# [SHORT TASK 1]
Select every line of the records that contains the string "trunk", treating uppercase and lowercase letters as different.

# [EXTRACT]
Day 017: Tales of Box Office Creepiness and The Hateful Eight!

Picking up on where we left off from the day before last, throughout the twentieth century, and even earlier, adults have attempted to publicly control, and even censor, teenagers' access to various artifacts of mass culture-including magazines, music, comic books, movies, television and radio programs, and books.

The motivation has been twofold: to shield the young from certain perceived pernicious influences and to encourage a national cultural uniformity/conformity heavily motivated by Christian morality and the dread of racial (and class) mixing. Fears of youthful extremism, sparked by corrupting influences, have waxed and waned, depending on various social, political, economic, cultural, technological, and other configurations. However, attempts at censorship have generally continued, earmarking even newer forms of mass communication, most recently cable television and the computer Internet. Any understanding of this development must consider both the fears and motivations of the adult majority, as well as the complexities of modern youth culture, all within a larger national matrix.

Adults' fear of youthful rebellion and their urge to control youth became particularly glaring during the 1950s when the winds of change seemed particularly brisk. This approach was and is not limited to the written word, but also the visual image.

Today's lecture will continue to focus on how EC Comics transformed the landscape as it entered into our Day to Day Lives through cinema....

Who here remembers the 1995 film The Mangler? I'm assuming that most of you didn't raise your hand or put this unfortunate misfire out of your memory. The trailer for The Mangler touted that the film was from three masters of horror: director Tobe Hooper, star Robert Englund, and Stephen King, who wrote the short story. The film came and went without much notice, only notable for some impressive gore and its paltry box office take. One would hope when accumulating as much talent as The Mangler had, that more substance would present itself. I mean, what do you expect when the villain is a possessed laundry press machine?

Thirteen years prior, Stephen King teamed up with two other maestros of horror: director George A. Romero alongside Tom Savini in doing the makeup effects for the horror anthology Creepshow.

Though not receiving the same type of hype that The Mangler tried to produce, the result was much more of a fulfilling experience. With Stephen King adapting prior stories with new ideas plus Romero and Savini at the top of their games, Creepshow was able to stand apart from other horror films of the early 1980s.

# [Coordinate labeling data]
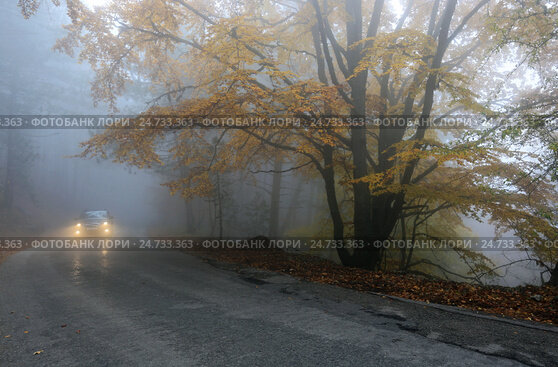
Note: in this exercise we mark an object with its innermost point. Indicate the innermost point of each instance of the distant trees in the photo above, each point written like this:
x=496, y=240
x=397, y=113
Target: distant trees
x=313, y=59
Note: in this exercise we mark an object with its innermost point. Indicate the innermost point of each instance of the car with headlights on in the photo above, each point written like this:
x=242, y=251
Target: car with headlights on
x=93, y=223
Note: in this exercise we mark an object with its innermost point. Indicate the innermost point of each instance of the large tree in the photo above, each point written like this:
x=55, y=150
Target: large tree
x=309, y=59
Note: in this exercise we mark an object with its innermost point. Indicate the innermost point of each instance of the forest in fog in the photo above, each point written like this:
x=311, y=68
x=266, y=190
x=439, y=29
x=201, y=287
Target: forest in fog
x=333, y=66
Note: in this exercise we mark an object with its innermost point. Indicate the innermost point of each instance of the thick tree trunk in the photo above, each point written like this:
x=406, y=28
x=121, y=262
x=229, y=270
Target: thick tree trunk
x=328, y=175
x=367, y=257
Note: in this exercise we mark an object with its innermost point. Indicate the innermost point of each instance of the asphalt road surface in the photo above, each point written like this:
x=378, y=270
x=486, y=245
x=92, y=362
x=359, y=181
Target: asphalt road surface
x=167, y=308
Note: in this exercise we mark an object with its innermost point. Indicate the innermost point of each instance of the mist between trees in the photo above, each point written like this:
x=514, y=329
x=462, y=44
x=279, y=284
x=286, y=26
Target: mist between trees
x=306, y=59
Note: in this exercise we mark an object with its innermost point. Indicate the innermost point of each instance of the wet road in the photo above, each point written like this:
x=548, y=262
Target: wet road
x=171, y=309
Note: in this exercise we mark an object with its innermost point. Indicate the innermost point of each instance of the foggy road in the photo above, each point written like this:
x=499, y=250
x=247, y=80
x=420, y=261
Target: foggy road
x=170, y=309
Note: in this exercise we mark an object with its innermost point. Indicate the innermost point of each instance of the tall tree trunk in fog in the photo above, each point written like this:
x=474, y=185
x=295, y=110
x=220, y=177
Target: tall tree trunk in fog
x=8, y=199
x=275, y=197
x=290, y=216
x=219, y=211
x=554, y=276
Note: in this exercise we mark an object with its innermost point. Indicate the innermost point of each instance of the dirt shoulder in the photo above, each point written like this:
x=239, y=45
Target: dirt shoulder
x=531, y=303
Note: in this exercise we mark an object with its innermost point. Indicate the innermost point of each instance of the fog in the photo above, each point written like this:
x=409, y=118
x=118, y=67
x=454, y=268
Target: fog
x=52, y=186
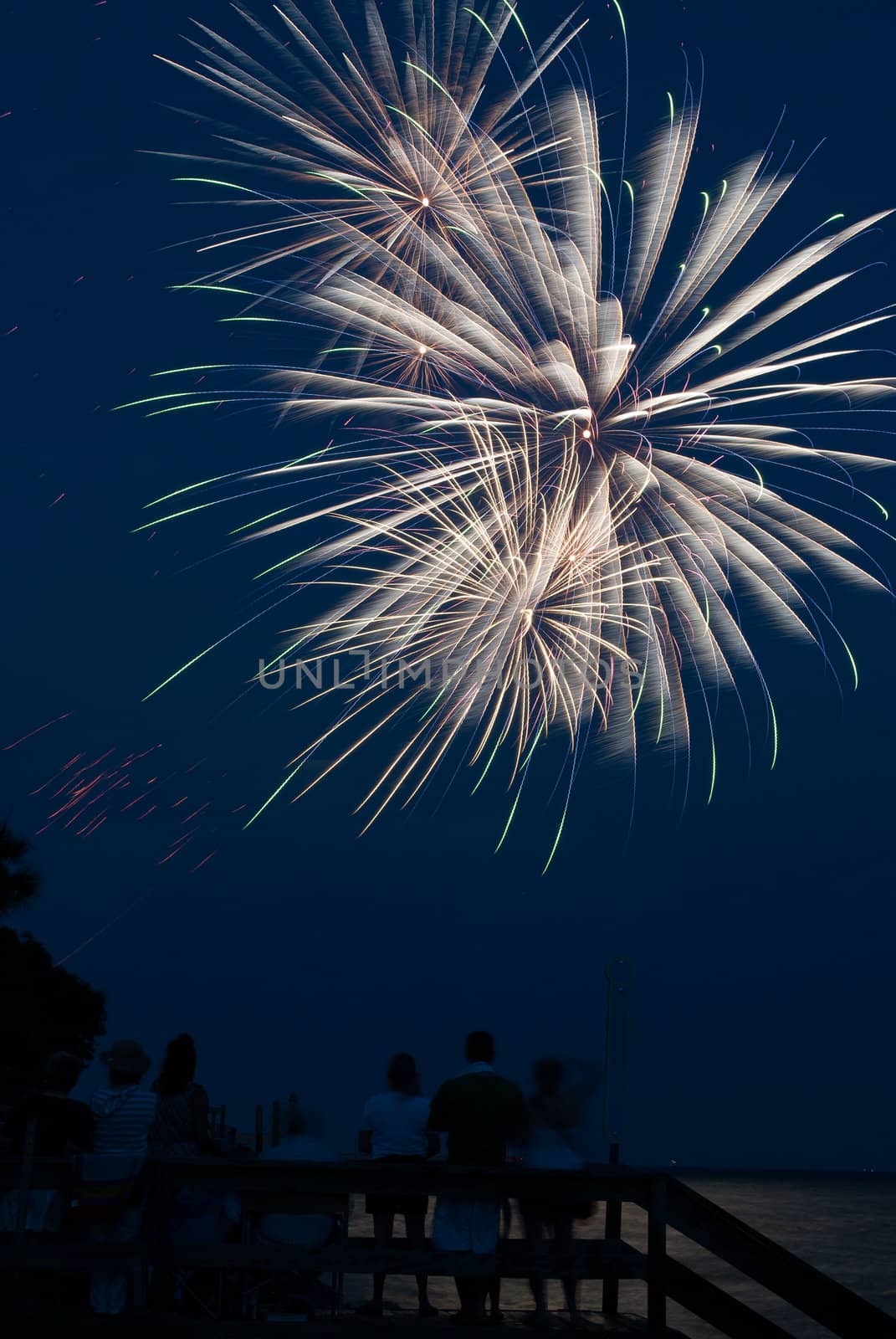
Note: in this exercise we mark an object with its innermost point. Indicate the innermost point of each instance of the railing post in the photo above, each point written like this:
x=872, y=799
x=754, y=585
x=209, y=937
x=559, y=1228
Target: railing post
x=657, y=1258
x=24, y=1180
x=612, y=1234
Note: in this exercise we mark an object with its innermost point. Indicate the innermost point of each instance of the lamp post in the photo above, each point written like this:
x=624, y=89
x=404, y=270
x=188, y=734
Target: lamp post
x=619, y=974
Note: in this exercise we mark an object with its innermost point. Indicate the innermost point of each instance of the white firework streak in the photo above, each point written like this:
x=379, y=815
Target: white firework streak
x=561, y=490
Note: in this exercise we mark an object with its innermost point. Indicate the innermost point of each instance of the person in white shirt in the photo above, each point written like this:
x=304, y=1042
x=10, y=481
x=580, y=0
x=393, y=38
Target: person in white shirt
x=122, y=1116
x=394, y=1129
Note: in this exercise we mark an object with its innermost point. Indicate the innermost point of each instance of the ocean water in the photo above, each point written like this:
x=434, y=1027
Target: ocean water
x=844, y=1225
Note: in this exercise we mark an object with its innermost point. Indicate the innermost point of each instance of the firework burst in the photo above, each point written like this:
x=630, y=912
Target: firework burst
x=568, y=470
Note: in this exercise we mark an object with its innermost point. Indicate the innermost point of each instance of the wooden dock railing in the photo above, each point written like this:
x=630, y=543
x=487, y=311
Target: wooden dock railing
x=330, y=1187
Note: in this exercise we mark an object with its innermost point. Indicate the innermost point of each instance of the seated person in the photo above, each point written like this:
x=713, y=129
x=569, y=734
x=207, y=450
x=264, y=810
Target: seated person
x=62, y=1126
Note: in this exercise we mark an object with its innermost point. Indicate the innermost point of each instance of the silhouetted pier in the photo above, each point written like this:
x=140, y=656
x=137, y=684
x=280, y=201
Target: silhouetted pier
x=269, y=1187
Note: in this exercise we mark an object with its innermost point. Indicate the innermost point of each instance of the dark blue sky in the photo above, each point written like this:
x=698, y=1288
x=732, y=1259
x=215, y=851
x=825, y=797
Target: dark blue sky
x=761, y=927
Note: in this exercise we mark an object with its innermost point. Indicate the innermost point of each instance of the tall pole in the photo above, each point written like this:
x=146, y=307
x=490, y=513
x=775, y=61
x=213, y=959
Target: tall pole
x=619, y=988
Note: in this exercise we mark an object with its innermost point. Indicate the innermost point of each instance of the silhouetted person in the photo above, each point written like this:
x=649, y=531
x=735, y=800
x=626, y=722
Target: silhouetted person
x=124, y=1113
x=556, y=1108
x=481, y=1113
x=394, y=1129
x=62, y=1126
x=181, y=1124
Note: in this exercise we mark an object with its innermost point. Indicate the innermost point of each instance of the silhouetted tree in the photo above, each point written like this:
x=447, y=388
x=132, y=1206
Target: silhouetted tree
x=44, y=1008
x=18, y=880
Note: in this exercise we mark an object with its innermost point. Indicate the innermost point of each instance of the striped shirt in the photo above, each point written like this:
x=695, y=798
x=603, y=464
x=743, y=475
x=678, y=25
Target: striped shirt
x=122, y=1118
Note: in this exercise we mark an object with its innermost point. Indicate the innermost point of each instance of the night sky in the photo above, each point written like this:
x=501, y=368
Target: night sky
x=761, y=926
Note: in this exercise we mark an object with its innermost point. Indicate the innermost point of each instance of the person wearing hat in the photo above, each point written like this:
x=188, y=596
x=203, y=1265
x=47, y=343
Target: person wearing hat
x=122, y=1111
x=122, y=1117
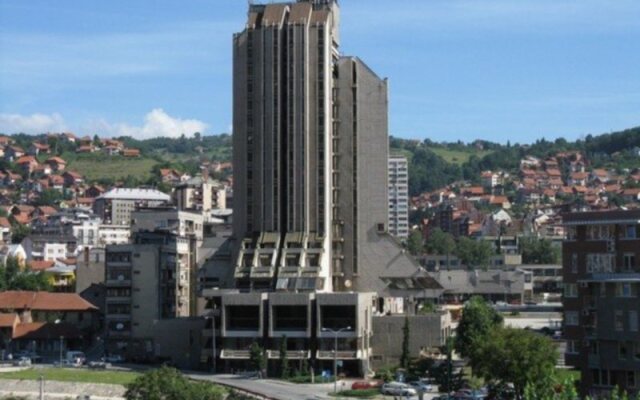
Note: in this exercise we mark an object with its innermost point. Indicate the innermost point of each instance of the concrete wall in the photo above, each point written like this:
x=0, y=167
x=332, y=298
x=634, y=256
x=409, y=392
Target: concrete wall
x=179, y=340
x=425, y=331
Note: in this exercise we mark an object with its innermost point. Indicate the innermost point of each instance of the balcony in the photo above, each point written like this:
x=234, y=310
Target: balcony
x=291, y=354
x=124, y=333
x=234, y=354
x=118, y=300
x=110, y=264
x=342, y=355
x=118, y=282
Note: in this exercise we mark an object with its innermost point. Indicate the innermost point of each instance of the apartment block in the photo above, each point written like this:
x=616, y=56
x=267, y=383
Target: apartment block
x=601, y=278
x=200, y=193
x=116, y=205
x=398, y=196
x=308, y=320
x=149, y=280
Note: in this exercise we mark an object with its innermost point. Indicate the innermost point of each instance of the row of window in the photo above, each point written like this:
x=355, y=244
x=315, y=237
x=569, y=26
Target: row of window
x=604, y=262
x=604, y=232
x=572, y=318
x=622, y=289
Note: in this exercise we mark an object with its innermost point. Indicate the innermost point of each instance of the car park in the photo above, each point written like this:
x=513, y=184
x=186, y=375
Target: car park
x=398, y=389
x=359, y=385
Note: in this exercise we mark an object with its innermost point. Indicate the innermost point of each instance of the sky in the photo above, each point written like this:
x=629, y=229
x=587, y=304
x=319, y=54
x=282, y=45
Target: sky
x=498, y=70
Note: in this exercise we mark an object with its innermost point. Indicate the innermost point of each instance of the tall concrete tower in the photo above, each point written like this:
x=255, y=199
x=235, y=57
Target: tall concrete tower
x=310, y=148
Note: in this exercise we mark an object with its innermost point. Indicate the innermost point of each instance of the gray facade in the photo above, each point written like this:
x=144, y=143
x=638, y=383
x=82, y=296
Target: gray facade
x=426, y=333
x=310, y=153
x=601, y=279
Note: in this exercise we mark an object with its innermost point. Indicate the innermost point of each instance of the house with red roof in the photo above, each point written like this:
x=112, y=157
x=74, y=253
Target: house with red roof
x=131, y=152
x=37, y=320
x=37, y=148
x=56, y=163
x=72, y=178
x=27, y=163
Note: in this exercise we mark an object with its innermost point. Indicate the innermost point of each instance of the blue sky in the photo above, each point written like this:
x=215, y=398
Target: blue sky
x=458, y=69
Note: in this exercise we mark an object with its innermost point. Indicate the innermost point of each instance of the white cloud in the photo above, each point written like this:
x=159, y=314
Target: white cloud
x=33, y=124
x=156, y=123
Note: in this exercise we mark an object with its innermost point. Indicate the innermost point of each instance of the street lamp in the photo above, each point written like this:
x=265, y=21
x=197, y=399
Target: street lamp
x=212, y=316
x=57, y=322
x=335, y=354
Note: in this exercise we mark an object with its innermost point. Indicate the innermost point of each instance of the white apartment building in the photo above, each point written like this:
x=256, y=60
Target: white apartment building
x=115, y=206
x=398, y=196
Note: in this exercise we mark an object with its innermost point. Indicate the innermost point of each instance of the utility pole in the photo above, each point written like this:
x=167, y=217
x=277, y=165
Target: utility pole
x=335, y=354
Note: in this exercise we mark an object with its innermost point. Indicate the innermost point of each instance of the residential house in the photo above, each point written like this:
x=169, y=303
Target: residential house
x=12, y=153
x=94, y=191
x=56, y=163
x=68, y=137
x=72, y=178
x=631, y=195
x=37, y=148
x=27, y=164
x=5, y=230
x=76, y=322
x=49, y=247
x=131, y=152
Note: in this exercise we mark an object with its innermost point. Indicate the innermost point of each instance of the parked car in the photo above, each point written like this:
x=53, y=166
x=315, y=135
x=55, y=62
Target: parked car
x=358, y=385
x=22, y=361
x=398, y=389
x=114, y=359
x=421, y=386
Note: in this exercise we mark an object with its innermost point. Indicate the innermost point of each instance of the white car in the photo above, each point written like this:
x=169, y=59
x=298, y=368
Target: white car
x=398, y=389
x=22, y=362
x=421, y=386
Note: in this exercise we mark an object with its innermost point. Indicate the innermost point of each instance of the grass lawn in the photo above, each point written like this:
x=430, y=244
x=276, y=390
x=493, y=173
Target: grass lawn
x=361, y=393
x=73, y=375
x=457, y=156
x=115, y=167
x=568, y=373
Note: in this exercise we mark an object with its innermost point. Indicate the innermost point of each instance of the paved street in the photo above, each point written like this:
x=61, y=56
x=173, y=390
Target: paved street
x=282, y=390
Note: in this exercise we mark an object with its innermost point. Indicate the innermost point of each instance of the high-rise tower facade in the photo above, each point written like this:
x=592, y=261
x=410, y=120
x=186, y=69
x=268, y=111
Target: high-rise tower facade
x=309, y=150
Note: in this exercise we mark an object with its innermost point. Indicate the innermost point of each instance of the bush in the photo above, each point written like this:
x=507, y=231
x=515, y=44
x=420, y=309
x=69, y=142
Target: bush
x=169, y=384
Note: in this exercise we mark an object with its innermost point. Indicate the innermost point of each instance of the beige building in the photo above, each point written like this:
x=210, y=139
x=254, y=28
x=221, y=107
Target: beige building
x=200, y=193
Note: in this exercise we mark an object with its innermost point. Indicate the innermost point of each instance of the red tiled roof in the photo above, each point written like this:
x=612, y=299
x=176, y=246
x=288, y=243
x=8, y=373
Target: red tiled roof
x=26, y=159
x=56, y=160
x=7, y=320
x=46, y=330
x=47, y=210
x=16, y=300
x=41, y=265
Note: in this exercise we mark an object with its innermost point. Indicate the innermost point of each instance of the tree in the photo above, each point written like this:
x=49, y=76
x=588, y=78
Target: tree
x=256, y=357
x=521, y=357
x=473, y=253
x=48, y=197
x=284, y=362
x=414, y=243
x=440, y=243
x=169, y=384
x=538, y=251
x=405, y=356
x=478, y=319
x=19, y=232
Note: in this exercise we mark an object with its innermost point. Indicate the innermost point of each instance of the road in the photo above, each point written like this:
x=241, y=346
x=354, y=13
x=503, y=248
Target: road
x=282, y=390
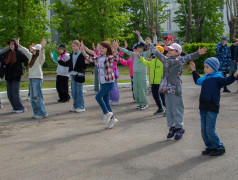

# [SHORT TASK 2]
According to the lecture, who did the makeup effects for Creepshow?

# [FULL OUTPUT 1]
Note: in this exercise we mark an object with its innermost point. Indicate the innermost point of each instance of the thick tree trunk in the photo above, each point written like this:
Target: thick tree trunk
Note: in this exercise we mark an object with its innermost point. Indicate the innermost point of each instance of the tall tree trunk in fog in the photo above, each point written like this:
Target: tall tree trunk in fog

# [FULL OUTPUT 2]
Tom Savini